## WHAT NEEDS TO BE DONE
Please restate the lines shown below exactly, every one of them.

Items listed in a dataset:
________

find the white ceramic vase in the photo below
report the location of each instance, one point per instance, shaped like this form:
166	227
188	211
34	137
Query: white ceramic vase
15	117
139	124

________

## WRITTEN ANSWER
find the white ceramic vase in the photo below
report the location of each instance, one point per instance, shaped like this form:
166	227
188	211
34	137
Query: white ceramic vase
15	117
139	124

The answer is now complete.